Exercise description
Return the records unchanged from their first line through the line that contains "box: [622, 370, 1239, 754]", including both of those lines.
_____
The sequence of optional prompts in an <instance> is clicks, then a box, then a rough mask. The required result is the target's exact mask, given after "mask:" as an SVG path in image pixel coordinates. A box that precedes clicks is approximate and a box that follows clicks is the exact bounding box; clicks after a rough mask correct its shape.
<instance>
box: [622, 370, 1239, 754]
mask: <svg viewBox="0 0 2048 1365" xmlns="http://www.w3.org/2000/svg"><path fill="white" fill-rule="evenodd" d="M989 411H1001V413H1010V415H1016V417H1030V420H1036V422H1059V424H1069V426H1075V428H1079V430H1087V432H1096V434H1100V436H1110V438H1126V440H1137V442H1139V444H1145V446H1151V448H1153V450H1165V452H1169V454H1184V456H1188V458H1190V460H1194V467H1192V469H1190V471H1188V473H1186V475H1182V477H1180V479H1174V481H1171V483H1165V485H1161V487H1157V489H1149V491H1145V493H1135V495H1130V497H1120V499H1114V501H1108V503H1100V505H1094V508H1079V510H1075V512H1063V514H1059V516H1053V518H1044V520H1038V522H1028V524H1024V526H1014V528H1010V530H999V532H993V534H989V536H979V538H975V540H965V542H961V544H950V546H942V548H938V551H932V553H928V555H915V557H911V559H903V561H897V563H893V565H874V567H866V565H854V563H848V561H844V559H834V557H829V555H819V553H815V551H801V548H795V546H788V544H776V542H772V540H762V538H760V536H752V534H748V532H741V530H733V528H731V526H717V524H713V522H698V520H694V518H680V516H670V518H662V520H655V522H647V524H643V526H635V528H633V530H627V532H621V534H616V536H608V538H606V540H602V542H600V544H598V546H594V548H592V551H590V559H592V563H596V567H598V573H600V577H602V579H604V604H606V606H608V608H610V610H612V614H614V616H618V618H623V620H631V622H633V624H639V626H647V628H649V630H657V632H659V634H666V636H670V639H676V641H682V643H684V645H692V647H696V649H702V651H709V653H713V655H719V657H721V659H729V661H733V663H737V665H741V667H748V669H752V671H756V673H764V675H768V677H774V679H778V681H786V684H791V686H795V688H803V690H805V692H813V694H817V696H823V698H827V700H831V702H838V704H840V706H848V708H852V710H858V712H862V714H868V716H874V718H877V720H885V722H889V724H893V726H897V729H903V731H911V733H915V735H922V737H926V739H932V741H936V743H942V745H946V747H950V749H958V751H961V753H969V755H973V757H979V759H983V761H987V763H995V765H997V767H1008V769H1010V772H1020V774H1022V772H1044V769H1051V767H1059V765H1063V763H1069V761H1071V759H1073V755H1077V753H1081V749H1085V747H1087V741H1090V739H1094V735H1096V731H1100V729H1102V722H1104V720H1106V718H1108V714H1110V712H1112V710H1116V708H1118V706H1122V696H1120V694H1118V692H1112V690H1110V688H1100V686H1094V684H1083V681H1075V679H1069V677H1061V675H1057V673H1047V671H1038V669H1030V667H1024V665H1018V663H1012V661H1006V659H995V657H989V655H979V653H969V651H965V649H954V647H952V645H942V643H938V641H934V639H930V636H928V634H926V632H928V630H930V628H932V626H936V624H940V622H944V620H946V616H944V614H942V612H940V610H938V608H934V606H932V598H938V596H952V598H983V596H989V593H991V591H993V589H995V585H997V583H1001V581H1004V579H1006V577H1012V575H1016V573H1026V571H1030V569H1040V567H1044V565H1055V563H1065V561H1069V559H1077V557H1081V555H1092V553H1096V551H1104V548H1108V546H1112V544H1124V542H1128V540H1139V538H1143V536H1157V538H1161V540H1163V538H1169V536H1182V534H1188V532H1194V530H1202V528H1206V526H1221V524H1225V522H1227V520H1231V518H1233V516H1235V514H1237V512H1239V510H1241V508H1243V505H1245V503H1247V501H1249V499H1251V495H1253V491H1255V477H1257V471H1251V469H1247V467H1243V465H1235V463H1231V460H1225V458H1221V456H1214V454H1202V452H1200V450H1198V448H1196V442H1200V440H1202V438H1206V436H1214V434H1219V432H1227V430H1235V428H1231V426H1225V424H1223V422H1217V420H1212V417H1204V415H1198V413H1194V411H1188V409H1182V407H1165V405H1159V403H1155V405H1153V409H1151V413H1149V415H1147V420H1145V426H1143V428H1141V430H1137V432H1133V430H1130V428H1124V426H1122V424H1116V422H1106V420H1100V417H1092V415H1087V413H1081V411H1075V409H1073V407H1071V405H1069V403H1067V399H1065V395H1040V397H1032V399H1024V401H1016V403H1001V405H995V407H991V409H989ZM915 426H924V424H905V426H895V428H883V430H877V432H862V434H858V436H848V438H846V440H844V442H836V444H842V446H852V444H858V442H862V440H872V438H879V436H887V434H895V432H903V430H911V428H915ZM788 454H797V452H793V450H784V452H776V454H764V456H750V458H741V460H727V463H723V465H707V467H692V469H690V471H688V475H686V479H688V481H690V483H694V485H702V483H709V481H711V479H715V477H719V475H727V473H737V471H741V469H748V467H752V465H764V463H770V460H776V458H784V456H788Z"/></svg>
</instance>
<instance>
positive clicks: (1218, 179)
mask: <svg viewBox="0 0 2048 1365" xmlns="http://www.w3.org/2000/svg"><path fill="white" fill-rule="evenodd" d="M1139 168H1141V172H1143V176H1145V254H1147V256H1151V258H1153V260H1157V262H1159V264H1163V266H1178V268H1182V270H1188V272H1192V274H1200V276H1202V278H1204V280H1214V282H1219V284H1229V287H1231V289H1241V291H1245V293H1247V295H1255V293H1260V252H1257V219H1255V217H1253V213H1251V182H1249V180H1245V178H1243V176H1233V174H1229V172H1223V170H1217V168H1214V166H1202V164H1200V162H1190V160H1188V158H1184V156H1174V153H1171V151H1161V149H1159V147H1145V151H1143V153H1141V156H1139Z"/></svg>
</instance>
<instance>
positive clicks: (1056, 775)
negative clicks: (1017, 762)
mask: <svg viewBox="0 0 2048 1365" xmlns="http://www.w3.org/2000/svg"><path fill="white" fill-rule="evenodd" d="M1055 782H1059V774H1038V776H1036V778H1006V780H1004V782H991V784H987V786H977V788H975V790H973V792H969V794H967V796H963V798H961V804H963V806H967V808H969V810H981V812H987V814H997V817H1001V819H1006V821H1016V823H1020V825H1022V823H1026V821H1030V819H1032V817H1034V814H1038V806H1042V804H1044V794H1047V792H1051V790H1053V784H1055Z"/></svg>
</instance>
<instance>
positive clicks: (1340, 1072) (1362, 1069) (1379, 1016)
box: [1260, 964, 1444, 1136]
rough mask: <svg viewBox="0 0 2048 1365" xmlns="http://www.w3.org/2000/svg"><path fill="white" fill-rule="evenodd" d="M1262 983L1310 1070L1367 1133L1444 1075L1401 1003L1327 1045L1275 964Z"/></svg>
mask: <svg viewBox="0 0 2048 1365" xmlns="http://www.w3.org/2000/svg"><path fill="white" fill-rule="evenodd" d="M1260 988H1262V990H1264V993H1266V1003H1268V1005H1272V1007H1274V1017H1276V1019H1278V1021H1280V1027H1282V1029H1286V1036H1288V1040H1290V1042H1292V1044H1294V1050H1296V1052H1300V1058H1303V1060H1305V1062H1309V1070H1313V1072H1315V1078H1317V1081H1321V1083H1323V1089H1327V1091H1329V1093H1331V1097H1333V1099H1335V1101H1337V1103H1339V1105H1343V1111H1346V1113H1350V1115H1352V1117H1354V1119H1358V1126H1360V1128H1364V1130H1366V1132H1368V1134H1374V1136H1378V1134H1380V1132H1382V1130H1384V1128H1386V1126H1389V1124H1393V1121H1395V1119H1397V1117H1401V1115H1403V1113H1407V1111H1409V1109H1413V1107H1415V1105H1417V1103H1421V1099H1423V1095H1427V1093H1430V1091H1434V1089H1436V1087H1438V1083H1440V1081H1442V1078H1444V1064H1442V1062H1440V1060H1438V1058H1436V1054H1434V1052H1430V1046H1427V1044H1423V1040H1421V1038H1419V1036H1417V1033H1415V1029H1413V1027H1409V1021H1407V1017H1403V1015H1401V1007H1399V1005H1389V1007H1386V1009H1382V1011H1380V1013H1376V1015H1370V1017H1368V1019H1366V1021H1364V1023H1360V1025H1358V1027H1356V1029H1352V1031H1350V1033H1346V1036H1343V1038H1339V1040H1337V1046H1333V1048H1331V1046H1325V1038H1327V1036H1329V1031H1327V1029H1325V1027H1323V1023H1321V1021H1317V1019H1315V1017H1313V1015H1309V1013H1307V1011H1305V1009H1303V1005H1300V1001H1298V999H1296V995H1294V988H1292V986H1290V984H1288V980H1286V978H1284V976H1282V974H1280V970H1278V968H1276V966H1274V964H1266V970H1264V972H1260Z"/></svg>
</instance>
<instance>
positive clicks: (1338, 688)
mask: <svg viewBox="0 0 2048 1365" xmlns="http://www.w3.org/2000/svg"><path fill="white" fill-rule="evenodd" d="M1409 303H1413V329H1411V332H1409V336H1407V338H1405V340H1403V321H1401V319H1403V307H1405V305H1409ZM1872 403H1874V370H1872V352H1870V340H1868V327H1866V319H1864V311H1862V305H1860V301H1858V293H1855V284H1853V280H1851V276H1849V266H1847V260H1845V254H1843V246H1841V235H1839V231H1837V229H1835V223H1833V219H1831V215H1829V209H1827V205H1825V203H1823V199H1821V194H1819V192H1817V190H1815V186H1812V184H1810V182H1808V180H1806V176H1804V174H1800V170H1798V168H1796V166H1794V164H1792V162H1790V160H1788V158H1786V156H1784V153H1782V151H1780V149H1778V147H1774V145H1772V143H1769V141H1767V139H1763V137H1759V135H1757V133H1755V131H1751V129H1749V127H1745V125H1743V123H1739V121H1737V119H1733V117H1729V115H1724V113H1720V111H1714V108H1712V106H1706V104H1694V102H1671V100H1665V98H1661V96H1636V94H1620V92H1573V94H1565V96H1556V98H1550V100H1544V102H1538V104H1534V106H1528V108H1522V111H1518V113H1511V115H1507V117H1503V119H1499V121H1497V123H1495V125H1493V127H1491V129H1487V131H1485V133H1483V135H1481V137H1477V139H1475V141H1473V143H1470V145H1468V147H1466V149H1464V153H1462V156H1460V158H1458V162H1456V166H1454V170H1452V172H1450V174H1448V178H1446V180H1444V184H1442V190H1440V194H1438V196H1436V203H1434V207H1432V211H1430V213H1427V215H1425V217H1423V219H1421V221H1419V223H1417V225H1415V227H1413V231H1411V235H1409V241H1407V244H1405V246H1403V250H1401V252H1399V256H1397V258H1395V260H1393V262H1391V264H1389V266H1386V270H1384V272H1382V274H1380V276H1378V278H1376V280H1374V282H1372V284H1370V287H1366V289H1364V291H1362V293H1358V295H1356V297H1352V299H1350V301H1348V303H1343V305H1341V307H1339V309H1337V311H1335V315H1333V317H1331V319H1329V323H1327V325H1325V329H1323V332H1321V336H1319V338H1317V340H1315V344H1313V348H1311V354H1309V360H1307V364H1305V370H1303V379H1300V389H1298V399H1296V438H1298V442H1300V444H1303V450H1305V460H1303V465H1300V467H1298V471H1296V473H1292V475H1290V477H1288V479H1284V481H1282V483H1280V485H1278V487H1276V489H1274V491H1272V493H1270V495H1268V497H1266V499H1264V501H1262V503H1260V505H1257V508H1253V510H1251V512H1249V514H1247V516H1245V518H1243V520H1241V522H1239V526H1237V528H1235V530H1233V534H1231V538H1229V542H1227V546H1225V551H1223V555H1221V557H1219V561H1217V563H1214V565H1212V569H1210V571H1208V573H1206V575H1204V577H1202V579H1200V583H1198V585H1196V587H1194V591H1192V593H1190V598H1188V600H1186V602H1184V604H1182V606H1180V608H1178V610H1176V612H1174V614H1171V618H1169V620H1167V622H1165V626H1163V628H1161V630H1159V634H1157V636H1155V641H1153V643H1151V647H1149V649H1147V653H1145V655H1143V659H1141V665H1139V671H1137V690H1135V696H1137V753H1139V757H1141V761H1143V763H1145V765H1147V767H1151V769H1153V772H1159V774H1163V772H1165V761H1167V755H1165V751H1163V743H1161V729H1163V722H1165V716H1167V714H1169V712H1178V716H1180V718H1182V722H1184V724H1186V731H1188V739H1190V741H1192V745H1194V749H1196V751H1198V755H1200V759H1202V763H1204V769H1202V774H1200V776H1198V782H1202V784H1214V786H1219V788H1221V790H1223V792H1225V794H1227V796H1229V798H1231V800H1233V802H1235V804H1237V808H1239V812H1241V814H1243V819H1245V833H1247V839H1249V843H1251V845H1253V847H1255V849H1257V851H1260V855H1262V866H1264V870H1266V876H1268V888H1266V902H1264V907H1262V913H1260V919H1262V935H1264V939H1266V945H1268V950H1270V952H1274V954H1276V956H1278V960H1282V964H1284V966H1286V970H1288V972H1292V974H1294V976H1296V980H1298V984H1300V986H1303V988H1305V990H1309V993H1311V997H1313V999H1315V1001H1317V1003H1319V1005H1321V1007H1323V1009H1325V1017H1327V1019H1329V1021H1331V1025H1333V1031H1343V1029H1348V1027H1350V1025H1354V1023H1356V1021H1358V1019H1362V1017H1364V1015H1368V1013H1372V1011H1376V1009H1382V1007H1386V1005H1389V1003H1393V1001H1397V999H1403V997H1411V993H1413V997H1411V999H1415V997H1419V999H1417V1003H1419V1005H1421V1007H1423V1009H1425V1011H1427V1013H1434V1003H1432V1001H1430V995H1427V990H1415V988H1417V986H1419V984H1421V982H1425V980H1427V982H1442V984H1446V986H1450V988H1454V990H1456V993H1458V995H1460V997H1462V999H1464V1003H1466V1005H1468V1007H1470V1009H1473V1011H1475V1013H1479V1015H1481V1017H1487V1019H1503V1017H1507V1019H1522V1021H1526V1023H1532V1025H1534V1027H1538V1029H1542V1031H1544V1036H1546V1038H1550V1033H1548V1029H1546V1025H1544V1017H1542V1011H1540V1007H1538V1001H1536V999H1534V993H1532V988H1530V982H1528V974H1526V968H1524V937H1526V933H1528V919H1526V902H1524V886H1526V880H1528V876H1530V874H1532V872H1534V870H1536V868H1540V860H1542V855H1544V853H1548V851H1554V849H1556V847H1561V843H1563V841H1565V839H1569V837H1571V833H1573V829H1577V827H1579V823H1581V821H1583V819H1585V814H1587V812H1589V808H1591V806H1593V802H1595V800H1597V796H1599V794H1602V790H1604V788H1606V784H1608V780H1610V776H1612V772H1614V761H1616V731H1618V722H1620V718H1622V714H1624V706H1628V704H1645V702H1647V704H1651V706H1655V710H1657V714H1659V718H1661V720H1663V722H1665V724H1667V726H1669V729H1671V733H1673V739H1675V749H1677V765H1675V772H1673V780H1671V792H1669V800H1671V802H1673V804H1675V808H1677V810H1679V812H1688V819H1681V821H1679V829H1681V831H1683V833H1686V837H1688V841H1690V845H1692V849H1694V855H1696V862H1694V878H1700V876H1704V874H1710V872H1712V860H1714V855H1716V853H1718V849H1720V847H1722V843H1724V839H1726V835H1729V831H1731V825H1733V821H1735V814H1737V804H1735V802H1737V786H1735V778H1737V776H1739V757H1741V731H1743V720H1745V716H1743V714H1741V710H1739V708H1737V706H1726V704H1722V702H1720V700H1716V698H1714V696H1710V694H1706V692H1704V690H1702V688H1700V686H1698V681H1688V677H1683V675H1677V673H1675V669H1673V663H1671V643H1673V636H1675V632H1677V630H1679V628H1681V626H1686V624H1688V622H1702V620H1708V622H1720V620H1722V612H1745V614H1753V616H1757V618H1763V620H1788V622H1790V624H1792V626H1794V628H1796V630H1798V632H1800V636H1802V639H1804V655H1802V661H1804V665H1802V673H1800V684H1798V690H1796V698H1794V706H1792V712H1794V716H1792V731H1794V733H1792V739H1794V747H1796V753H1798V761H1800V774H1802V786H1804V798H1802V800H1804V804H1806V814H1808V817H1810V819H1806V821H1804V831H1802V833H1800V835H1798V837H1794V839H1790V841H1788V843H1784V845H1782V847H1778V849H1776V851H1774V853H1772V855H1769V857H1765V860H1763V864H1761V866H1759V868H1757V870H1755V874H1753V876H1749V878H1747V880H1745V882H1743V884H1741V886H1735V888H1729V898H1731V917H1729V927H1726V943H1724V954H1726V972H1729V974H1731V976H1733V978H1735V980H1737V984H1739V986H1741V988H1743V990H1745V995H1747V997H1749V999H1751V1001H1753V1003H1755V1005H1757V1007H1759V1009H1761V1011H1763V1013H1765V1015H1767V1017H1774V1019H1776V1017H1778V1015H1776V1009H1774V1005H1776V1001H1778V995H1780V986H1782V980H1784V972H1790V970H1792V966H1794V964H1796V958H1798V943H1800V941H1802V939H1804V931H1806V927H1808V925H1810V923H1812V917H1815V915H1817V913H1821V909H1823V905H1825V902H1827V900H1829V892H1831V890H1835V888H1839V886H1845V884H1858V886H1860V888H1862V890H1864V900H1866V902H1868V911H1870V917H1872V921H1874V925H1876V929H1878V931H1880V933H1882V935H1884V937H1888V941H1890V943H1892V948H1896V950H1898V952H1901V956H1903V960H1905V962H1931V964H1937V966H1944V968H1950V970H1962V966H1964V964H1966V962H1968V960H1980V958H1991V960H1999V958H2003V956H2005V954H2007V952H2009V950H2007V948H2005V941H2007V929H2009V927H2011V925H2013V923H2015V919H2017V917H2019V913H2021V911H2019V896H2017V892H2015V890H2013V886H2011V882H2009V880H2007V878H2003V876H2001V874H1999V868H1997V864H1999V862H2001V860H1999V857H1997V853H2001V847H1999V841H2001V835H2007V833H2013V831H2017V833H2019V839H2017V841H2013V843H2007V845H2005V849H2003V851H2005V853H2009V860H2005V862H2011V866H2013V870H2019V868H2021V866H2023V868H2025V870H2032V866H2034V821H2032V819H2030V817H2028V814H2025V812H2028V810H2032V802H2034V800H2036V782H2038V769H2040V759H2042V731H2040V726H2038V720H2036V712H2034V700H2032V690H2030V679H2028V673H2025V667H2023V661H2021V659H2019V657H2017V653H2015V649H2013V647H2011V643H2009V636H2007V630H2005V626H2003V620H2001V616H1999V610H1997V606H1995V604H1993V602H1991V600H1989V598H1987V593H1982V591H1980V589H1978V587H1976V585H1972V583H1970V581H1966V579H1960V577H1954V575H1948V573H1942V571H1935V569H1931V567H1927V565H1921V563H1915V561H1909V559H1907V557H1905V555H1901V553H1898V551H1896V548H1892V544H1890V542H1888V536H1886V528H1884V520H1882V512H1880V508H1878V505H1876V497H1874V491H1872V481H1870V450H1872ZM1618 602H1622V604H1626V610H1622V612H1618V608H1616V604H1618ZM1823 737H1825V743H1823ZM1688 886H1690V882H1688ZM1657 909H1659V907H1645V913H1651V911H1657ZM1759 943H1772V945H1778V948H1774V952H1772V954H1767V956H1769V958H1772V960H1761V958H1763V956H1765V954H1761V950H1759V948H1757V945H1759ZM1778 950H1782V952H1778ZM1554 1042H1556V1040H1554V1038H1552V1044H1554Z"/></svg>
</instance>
_____
Task result
The sequence of optional prompts in an <instance> is clicks, then a box, then a rough mask. The required result is the target's exact mask, given after "mask:" as an SVG path in image pixel coordinates. A box that precedes clicks is approximate and a box that follows clicks is the exact bounding box; clicks after a rough mask correct its shape.
<instance>
box: [622, 370, 1239, 754]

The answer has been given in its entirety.